Can you rewrite the listing below as a Markdown table with the columns "Row" and "Line", giving each line its own numbered row, skipping blank lines, and leaving the pictures out?

==================================================

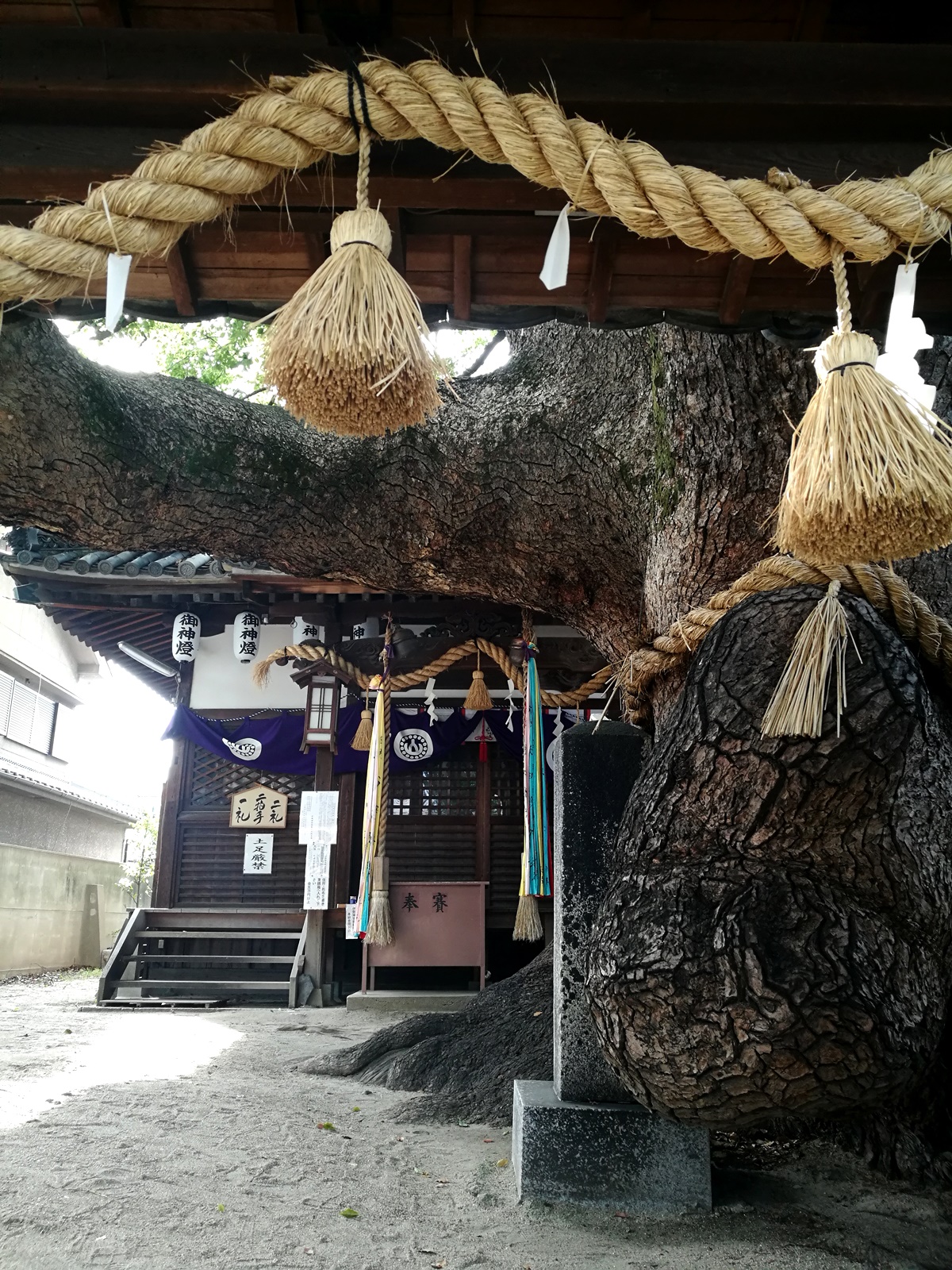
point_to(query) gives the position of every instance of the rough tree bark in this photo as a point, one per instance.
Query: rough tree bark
(609, 479)
(776, 935)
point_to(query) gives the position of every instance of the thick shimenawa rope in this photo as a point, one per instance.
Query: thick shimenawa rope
(298, 121)
(881, 587)
(317, 653)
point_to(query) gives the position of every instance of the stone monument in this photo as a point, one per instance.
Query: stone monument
(584, 1140)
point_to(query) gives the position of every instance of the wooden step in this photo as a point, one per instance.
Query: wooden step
(140, 1003)
(219, 935)
(234, 984)
(240, 958)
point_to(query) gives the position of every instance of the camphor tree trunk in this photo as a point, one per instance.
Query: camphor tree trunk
(776, 933)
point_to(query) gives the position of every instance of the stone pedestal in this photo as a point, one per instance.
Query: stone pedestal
(584, 1140)
(594, 772)
(606, 1153)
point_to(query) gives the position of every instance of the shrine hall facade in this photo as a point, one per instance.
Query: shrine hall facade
(247, 760)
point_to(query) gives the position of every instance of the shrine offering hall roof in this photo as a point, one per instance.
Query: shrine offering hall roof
(827, 90)
(133, 596)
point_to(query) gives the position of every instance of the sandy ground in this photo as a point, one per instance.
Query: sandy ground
(169, 1141)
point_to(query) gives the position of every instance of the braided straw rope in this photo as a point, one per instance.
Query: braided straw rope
(884, 590)
(881, 587)
(317, 653)
(296, 122)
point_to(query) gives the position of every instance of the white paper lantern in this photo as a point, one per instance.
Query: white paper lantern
(302, 629)
(248, 628)
(186, 633)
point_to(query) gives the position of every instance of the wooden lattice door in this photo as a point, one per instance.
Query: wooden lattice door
(209, 855)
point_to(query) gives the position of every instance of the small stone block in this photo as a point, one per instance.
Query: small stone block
(620, 1155)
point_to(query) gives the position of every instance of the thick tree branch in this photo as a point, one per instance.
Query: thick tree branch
(603, 476)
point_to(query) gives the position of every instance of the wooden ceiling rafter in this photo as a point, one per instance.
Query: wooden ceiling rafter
(469, 241)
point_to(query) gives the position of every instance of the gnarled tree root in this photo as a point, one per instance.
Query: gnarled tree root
(466, 1060)
(776, 939)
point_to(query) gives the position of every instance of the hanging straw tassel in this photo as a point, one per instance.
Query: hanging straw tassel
(380, 925)
(478, 698)
(347, 352)
(799, 700)
(365, 729)
(528, 924)
(869, 474)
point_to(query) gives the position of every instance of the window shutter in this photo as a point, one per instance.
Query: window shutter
(31, 718)
(21, 725)
(6, 683)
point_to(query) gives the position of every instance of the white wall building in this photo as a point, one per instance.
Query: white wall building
(60, 842)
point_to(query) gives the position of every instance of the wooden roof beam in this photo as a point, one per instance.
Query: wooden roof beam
(606, 247)
(181, 279)
(463, 276)
(735, 290)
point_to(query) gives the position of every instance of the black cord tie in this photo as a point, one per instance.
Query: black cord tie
(355, 78)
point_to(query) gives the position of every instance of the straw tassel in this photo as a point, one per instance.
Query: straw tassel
(365, 729)
(380, 924)
(478, 698)
(528, 924)
(869, 474)
(347, 352)
(800, 698)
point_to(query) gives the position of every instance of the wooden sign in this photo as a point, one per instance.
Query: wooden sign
(258, 852)
(259, 808)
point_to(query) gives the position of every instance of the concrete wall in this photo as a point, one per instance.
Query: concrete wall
(32, 819)
(56, 910)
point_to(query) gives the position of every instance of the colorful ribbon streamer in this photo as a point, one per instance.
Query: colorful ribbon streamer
(536, 856)
(374, 812)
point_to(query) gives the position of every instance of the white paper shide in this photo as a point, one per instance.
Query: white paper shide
(555, 271)
(319, 817)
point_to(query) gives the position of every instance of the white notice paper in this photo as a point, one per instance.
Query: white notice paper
(258, 852)
(319, 817)
(317, 876)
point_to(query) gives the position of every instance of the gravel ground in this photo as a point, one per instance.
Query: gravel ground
(188, 1140)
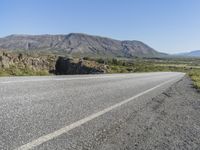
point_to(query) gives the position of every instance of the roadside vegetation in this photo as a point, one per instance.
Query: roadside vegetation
(18, 64)
(195, 76)
(190, 66)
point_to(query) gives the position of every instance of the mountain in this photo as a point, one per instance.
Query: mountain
(195, 53)
(78, 44)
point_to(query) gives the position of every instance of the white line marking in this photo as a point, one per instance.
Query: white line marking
(68, 79)
(67, 128)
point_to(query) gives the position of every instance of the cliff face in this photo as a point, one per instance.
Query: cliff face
(20, 61)
(24, 64)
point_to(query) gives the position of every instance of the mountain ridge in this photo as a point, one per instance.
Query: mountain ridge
(194, 53)
(79, 44)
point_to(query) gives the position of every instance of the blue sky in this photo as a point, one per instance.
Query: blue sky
(166, 25)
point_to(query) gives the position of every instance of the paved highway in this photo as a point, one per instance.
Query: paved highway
(72, 112)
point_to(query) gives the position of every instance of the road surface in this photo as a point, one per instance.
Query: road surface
(70, 112)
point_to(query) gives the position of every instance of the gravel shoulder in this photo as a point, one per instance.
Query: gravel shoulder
(169, 121)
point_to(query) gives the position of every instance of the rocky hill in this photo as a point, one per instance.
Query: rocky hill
(76, 44)
(37, 64)
(195, 53)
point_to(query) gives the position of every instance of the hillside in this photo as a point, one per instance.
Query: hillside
(195, 53)
(77, 44)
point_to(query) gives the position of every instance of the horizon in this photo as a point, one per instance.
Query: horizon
(169, 27)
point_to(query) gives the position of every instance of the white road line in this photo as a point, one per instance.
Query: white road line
(67, 128)
(68, 79)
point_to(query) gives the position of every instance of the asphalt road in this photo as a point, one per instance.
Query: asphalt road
(69, 112)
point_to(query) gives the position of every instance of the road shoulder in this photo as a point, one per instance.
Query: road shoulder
(169, 121)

==================================================

▶ **Written solution**
| Row | Line |
|---|---|
| 1 | point_to(query) gives the position of every instance of the rough tree bark in this photo as a point, one per instance. |
| 2 | Query: rough tree bark |
| 3 | (609, 479) |
| 4 | (776, 935) |
| 5 | point_to(query) gives the position of every instance of the thick shimenawa rope in this photo as a point, one per instance. |
| 6 | Query: thick shimenawa rope |
| 7 | (298, 121) |
| 8 | (881, 587) |
| 9 | (317, 653) |
| 10 | point_to(query) gives the position of every instance of the stone monument in this photo as a point, one per instance. |
| 11 | Query: stone monument |
| 12 | (584, 1140) |
| 13 | point_to(query) gives the position of every instance of the wooden step in this photo as a point, one per instance. |
| 14 | Query: wooden step |
| 15 | (140, 1003) |
| 16 | (219, 935) |
| 17 | (234, 984) |
| 18 | (240, 958) |
| 19 | point_to(query) gives the position of every instance of the camphor tree trunk in this photo as a point, one per instance. |
| 20 | Query: camphor tree trunk |
| 21 | (776, 933) |
| 22 | point_to(query) gives the position of every instance of the stone pedestal in this photo as a point, one per instance. |
| 23 | Query: stone pedestal |
| 24 | (584, 1140) |
| 25 | (594, 772) |
| 26 | (606, 1153) |
| 27 | point_to(query) gives the position of every instance of the shrine hall facade in this photo as a point, one per instance. |
| 28 | Query: shrine hall facade |
| 29 | (247, 760) |
| 30 | point_to(query) gives the position of every instance of the shrine offering hall roof in this photo as a point, one per instance. |
| 31 | Query: shrine offering hall roof |
| 32 | (827, 90) |
| 33 | (133, 596) |
| 34 | point_to(query) gives the position of every instance of the sandy ground in this photo as a point, one per instance. |
| 35 | Query: sandy ground |
| 36 | (169, 1141) |
| 37 | point_to(query) gives the position of every instance of the braided straw rope in this photo as a point, one per instance. |
| 38 | Query: braided straw rope |
| 39 | (884, 590) |
| 40 | (881, 587) |
| 41 | (317, 653) |
| 42 | (296, 122) |
| 43 | point_to(query) gives the position of every instance of the white paper lantern in this photo as a point, one per instance. |
| 44 | Query: white paper lantern |
| 45 | (302, 629) |
| 46 | (248, 628) |
| 47 | (186, 633) |
| 48 | point_to(query) gives the position of every instance of the wooden lattice door in this photo as a point, one per instance. |
| 49 | Query: wooden lattice door |
| 50 | (209, 855) |
| 51 | point_to(query) gives the position of every instance of the small stone block in this photo as a point, one per instance. |
| 52 | Query: small stone block |
| 53 | (620, 1155) |
| 54 | point_to(query) gives the position of every instance of the thick tree branch in this photo as a point, one per instance. |
| 55 | Query: thick tree branch |
| 56 | (603, 476) |
| 57 | point_to(query) gives the position of every instance of the wooden ceiling rafter in this photo as a point, one per instance. |
| 58 | Query: wooden ceiling rafter |
| 59 | (469, 241) |
| 60 | point_to(query) gives the position of every instance of the gnarled tree root in this photo as a point, one per instance. |
| 61 | Query: gnarled tree root |
| 62 | (466, 1060) |
| 63 | (776, 939) |
| 64 | point_to(query) gives the position of every instance of the hanging straw tassel in this photo as a point, one per instance. |
| 65 | Query: hanging straw tassel |
| 66 | (380, 925) |
| 67 | (478, 698) |
| 68 | (347, 352) |
| 69 | (799, 700) |
| 70 | (365, 729) |
| 71 | (528, 924) |
| 72 | (869, 474) |
| 73 | point_to(query) gives the position of every instance of the window shutter in this photo as a point, one per instance. |
| 74 | Query: window shutter |
| 75 | (31, 718) |
| 76 | (21, 725) |
| 77 | (6, 683) |
| 78 | point_to(query) gives the position of every instance of the white wall building in this photo as a point, one per instance. |
| 79 | Query: white wall building |
| 80 | (60, 842) |
| 81 | point_to(query) gives the position of every instance of the wooden roof beam in this photo as a point, one per instance. |
| 82 | Query: wooden roof beam |
| 83 | (606, 247) |
| 84 | (181, 279) |
| 85 | (463, 276) |
| 86 | (735, 290) |
| 87 | point_to(query) gives the position of every instance of the black cord tie in this photo as a point, one per instance. |
| 88 | Query: black cord tie |
| 89 | (355, 78) |
| 90 | point_to(query) gives the position of every instance of the straw tassel in this photo as a point, one per instance. |
| 91 | Query: straw tassel |
| 92 | (365, 729) |
| 93 | (380, 924) |
| 94 | (478, 698) |
| 95 | (528, 924) |
| 96 | (869, 474) |
| 97 | (347, 352) |
| 98 | (800, 698) |
| 99 | point_to(query) gives the position of every instance of the wooden sign in this photo as a point, one per instance. |
| 100 | Query: wooden sign |
| 101 | (258, 852) |
| 102 | (259, 808) |
| 103 | point_to(query) gives the position of every instance of the concrete wall in this photo as a point, one per instance. |
| 104 | Query: concrete wall |
| 105 | (32, 819) |
| 106 | (56, 910) |
| 107 | point_to(query) gives the position of every instance of the colorful ribbon streamer in this photo as a point, one per instance. |
| 108 | Query: colorful ribbon streamer |
| 109 | (536, 856) |
| 110 | (374, 812) |
| 111 | point_to(query) gives the position of every instance of the white paper shide in this photo as a point, one per instance. |
| 112 | Query: white paper shide |
| 113 | (555, 271) |
| 114 | (319, 817) |
| 115 | point_to(query) gives the position of every instance of the white notice paper in this photo as a point, one per instance. |
| 116 | Query: white notice paper |
| 117 | (258, 852) |
| 118 | (319, 817) |
| 119 | (317, 876) |
| 120 | point_to(query) gives the position of every instance of the gravel ground in this photo as a point, one per instance. |
| 121 | Query: gravel ground |
| 122 | (188, 1140) |
| 123 | point_to(query) gives the position of every instance of the roadside vegetation in this photo as a point, one per instance. |
| 124 | Query: roadside vegetation |
| 125 | (18, 64) |
| 126 | (195, 76) |
| 127 | (190, 66) |
| 128 | point_to(query) gives the position of every instance of the mountain in this photo as a point, one per instance. |
| 129 | Query: mountain |
| 130 | (195, 53) |
| 131 | (78, 44) |
| 132 | point_to(query) gives the position of every instance of the white line marking in this photo as a point, one per instance. |
| 133 | Query: white line marking |
| 134 | (68, 79) |
| 135 | (67, 128) |
| 136 | point_to(query) gives the position of every instance of the cliff face in this photo as a point, one per instance. |
| 137 | Query: cliff face |
| 138 | (20, 61) |
| 139 | (24, 64) |
| 140 | point_to(query) gives the position of every instance of the mountain ridge in this photo as a point, one per instance. |
| 141 | Query: mountain ridge |
| 142 | (194, 53) |
| 143 | (79, 44) |
| 144 | point_to(query) gives the position of every instance of the blue sky in this photo as a point, one per instance. |
| 145 | Query: blue sky |
| 146 | (166, 25) |
| 147 | point_to(query) gives the position of every instance of the paved highway in this photo as a point, one per instance. |
| 148 | Query: paved highway |
| 149 | (72, 112) |
| 150 | point_to(query) gives the position of every instance of the road surface in this photo as a point, one per instance. |
| 151 | Query: road surface |
| 152 | (70, 112) |
| 153 | point_to(query) gives the position of every instance of the gravel shoulder in this photo as a point, one per instance. |
| 154 | Query: gravel shoulder |
| 155 | (169, 121) |
| 156 | point_to(query) gives the position of every instance of the rocky hill in this photo as a point, one per instance. |
| 157 | Query: rocky hill |
| 158 | (76, 44) |
| 159 | (37, 64) |
| 160 | (195, 53) |
| 161 | point_to(query) gives the position of every instance of the hillside in this photo as a point, one per instance. |
| 162 | Query: hillside |
| 163 | (195, 53) |
| 164 | (77, 44) |
| 165 | point_to(query) gives the position of every instance of the horizon in this photo as a point, one per instance. |
| 166 | Query: horizon |
| 167 | (169, 27) |
| 168 | point_to(query) gives the position of every instance of the white road line in this photo as a point, one per instance. |
| 169 | Query: white road line |
| 170 | (67, 128) |
| 171 | (68, 79) |
| 172 | point_to(query) gives the position of every instance of the asphalt road in this photo as a point, one per instance. |
| 173 | Query: asphalt road |
| 174 | (69, 112) |
| 175 | point_to(query) gives the position of every instance of the road shoulder in this photo as a point, one per instance. |
| 176 | Query: road shoulder |
| 177 | (169, 121) |